<<<<

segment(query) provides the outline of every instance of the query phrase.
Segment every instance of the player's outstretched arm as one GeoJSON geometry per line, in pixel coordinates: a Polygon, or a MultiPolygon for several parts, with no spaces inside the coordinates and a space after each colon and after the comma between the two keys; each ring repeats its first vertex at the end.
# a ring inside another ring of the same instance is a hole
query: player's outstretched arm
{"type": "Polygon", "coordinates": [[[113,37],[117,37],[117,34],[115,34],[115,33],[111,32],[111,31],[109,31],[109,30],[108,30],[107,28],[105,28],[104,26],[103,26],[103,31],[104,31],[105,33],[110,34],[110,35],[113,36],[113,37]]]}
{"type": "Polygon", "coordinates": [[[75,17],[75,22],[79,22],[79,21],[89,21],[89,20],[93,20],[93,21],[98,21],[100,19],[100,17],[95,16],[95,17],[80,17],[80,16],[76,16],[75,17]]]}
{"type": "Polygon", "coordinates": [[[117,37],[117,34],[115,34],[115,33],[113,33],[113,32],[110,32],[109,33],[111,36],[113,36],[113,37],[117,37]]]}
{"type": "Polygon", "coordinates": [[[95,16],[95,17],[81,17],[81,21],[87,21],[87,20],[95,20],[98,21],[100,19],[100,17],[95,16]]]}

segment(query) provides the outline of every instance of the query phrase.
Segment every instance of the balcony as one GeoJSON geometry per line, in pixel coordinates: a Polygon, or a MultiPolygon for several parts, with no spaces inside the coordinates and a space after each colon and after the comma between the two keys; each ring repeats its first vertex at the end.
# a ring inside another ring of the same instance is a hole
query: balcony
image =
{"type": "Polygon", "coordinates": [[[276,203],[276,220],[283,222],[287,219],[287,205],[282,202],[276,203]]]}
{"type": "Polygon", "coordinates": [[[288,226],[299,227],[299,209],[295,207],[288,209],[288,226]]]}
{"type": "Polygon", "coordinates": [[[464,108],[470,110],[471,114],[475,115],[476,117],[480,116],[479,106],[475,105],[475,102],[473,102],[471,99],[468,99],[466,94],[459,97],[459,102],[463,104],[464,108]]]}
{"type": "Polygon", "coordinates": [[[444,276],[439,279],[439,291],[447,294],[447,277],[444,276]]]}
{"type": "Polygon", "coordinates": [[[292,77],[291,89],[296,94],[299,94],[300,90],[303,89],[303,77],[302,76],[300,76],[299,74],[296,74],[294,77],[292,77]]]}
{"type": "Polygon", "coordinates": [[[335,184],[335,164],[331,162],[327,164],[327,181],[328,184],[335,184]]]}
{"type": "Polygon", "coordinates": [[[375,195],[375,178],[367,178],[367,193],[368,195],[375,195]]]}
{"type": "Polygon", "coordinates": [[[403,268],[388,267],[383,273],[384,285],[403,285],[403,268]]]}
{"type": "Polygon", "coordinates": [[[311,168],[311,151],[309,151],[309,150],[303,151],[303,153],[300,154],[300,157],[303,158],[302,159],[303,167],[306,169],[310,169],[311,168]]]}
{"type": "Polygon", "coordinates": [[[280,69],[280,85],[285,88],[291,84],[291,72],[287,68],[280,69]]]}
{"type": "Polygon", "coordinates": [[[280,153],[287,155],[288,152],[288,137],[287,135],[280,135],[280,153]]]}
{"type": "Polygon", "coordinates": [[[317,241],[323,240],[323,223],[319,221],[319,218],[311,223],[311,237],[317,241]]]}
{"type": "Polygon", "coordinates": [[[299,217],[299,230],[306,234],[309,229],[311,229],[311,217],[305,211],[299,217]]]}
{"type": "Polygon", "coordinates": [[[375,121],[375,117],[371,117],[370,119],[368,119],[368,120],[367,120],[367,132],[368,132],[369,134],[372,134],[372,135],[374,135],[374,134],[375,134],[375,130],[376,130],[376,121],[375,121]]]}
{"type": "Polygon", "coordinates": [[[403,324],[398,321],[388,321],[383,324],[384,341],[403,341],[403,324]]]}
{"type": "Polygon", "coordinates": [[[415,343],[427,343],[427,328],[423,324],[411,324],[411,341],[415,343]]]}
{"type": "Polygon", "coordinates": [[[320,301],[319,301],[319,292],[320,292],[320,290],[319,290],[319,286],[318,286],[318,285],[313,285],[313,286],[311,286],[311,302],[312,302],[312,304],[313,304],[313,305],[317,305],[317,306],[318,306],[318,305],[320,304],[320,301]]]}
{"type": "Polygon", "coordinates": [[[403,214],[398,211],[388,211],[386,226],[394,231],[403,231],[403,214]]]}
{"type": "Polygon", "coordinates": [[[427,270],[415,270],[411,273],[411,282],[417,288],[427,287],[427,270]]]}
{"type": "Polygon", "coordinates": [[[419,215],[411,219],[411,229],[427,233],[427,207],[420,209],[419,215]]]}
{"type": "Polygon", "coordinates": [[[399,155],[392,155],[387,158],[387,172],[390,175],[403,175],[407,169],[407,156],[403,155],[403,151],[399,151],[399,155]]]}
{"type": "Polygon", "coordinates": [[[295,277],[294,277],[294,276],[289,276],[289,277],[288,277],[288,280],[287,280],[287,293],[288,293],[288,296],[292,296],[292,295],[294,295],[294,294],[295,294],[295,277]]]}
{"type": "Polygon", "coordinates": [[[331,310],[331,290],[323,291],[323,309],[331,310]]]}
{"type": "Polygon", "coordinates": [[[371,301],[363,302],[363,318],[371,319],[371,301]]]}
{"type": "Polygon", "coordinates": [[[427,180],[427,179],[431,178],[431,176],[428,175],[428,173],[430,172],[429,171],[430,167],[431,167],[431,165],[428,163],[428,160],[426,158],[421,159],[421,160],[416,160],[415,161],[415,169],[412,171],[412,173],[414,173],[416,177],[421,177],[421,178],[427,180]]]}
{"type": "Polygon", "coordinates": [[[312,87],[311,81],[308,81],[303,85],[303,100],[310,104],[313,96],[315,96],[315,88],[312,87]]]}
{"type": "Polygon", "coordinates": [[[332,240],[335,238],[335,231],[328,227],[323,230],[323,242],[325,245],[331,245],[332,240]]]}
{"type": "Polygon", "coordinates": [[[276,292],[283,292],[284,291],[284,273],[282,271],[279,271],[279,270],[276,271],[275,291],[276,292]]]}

>>>>

Would you retype exactly the lines above, from the line with "query: player's outstretched arm" to the line with "Segment every instance of the balcony", with both end lines kept and nothing more?

query: player's outstretched arm
{"type": "Polygon", "coordinates": [[[113,37],[117,37],[117,34],[115,34],[115,33],[111,32],[111,31],[109,31],[109,30],[108,30],[107,28],[105,28],[104,26],[103,26],[103,31],[104,31],[105,33],[110,34],[110,35],[113,36],[113,37]]]}
{"type": "Polygon", "coordinates": [[[75,17],[75,22],[79,22],[79,21],[89,21],[89,20],[93,20],[93,21],[98,21],[100,19],[100,17],[95,16],[95,17],[80,17],[80,16],[76,16],[75,17]]]}
{"type": "Polygon", "coordinates": [[[117,37],[117,34],[115,34],[115,33],[113,33],[113,32],[110,32],[109,33],[111,36],[113,36],[113,37],[117,37]]]}
{"type": "Polygon", "coordinates": [[[95,16],[95,17],[81,17],[81,21],[87,21],[87,20],[95,20],[98,21],[100,19],[100,17],[95,16]]]}

segment(query) provides the outline of every instance of the query phrase.
Segment every instance of the balcony as one GeoJSON geometry per line, in pixel coordinates: a Polygon, or a MultiPolygon for several parts, with no spaces inside the coordinates and a space after each colon and after the comma between the two keys; each ring repeats its first vertex at the end.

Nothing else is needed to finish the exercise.